Textauszug:
►

Peter nahm über Bernard Stollman Kontakt mit uns auf. Er kam extra nach Stanhope Gardens, um uns kennen zu lernen: »Roger öffnete mir die Tür. Alle anderen waren verreist, weil das Semester schon zu Ende war. Also einigten wir uns darauf, uns im September zu treffen. Das Plattenlabel war ja nur so eine Spielerei von mir, ein Hobby, deshalb konnte ich ohne Weiteres abwarten. Roger hatte nicht gesagt, ich solle mich verpissen, sondern einfach bloß: ›Also dann bis September‹ ...«

Ich war damals zum ersten Mal in Amerika, als Rucksacktourist – keine musikalische Wallfahrt, sondern eine architektonische Bildungsreise zu einigen der großartigen Bauwerken der Neuen Welt. Außerdem absolvierte Lindy um diese Zeit eine Ausbildung bei der Martha Graham Dance Company in New York und hatte im Sommer ein paar Wochen frei – ein weiterer guter Grund, über den großen Teich zu fliegen (Juliette, Ricks Freundin, war zufällig auch gerade in der Gegend).

Eine PanAm 707 brachte mich nach New York, wo ich ein paar Wochen in Kultur und Architektur schwelgte – Guggenheim-Museum, MOMA, Lever Building –, mich aber auch in der Musikszene tummelte. Ich sah die Fugs live, erlebte Jazzgrößen wie Mose Allison und Thelonious Monk im Village Vanguard und den anderen Jazzklubs in Greenwich Village und verbrachte so manche Stunde in Plattenläden. Damals war vieles noch nicht als Import erhältlich, und die festen amerikanischen Plattenhüllen waren bei uns sehr viel begehrter als ihre lappigen britischen Gegenstücke.

◄

Ihre Arbeitsaufträge:
1. Kopieren Sie aus dem Textauszug wortgetreu den Abschnitt zwischen „Eine PanAm 707“ und „lappigen britischen Gegenstücke.“, beide Stellen eingeschlossen.
2. Beantworten Sie anhand des Textauszugs:
(a) Über wen nahm Peter Kontakt auf?
(b) Bei welcher Einrichtung absolvierte Lindy eine Ausbildung?
(c) Mit welchem Flugzeug ging es nach New York?
Stützen Sie sich ausschließlich auf den Textauszug.

Bereitgestelltes Material:
►

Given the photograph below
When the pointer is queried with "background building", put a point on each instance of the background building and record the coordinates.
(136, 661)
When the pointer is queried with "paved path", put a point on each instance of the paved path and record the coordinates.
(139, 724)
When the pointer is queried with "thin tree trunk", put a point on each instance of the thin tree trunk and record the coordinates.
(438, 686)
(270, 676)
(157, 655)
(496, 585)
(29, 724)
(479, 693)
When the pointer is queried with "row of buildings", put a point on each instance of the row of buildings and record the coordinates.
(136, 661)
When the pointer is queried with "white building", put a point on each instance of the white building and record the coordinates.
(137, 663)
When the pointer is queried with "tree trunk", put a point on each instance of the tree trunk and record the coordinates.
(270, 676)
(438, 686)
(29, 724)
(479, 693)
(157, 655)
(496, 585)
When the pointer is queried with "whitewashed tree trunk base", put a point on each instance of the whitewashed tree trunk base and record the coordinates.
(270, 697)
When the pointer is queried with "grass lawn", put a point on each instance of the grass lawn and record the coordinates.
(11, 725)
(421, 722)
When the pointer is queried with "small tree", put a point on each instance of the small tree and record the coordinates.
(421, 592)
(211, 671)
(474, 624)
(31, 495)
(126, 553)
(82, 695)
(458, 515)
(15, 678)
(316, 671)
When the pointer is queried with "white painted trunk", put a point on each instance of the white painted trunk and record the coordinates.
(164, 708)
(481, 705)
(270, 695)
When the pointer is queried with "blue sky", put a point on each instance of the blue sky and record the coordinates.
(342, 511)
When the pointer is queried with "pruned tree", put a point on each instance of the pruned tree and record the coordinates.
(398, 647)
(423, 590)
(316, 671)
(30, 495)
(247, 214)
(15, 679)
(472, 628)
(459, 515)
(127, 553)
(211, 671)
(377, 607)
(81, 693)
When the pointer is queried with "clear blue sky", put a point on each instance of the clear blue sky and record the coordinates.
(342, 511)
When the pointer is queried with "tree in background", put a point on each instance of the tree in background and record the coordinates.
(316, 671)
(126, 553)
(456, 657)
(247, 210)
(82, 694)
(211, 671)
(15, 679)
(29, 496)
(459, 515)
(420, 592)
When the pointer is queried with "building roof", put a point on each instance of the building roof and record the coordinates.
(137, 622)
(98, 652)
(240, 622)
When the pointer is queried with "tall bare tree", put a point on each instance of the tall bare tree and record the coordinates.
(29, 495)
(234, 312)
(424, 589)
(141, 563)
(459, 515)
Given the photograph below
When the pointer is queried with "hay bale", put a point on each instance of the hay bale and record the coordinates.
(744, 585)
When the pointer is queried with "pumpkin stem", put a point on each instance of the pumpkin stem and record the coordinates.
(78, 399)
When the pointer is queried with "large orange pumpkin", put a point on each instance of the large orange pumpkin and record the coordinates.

◄

Lösungen nach Nummern:
1.
Eine PanAm 707 brachte mich nach New York, wo ich ein paar Wochen in Kultur und Architektur schwelgte – Guggenheim-Museum, MOMA, Lever Building –, mich aber auch in der Musikszene tummelte. Ich sah die Fugs live, erlebte Jazzgrößen wie Mose Allison und Thelonious Monk im Village Vanguard und den anderen Jazzklubs in Greenwich Village und verbrachte so manche Stunde in Plattenläden. Damals war vieles noch nicht als Import erhältlich, und die festen amerikanischen Plattenhüllen waren bei uns sehr viel begehrter als ihre lappigen britischen Gegenstücke.

2.
(a) Über Bernard Stollman.
(b) Bei der Martha Graham Dance Company in New York.
(c) Mit einer PanAm 707.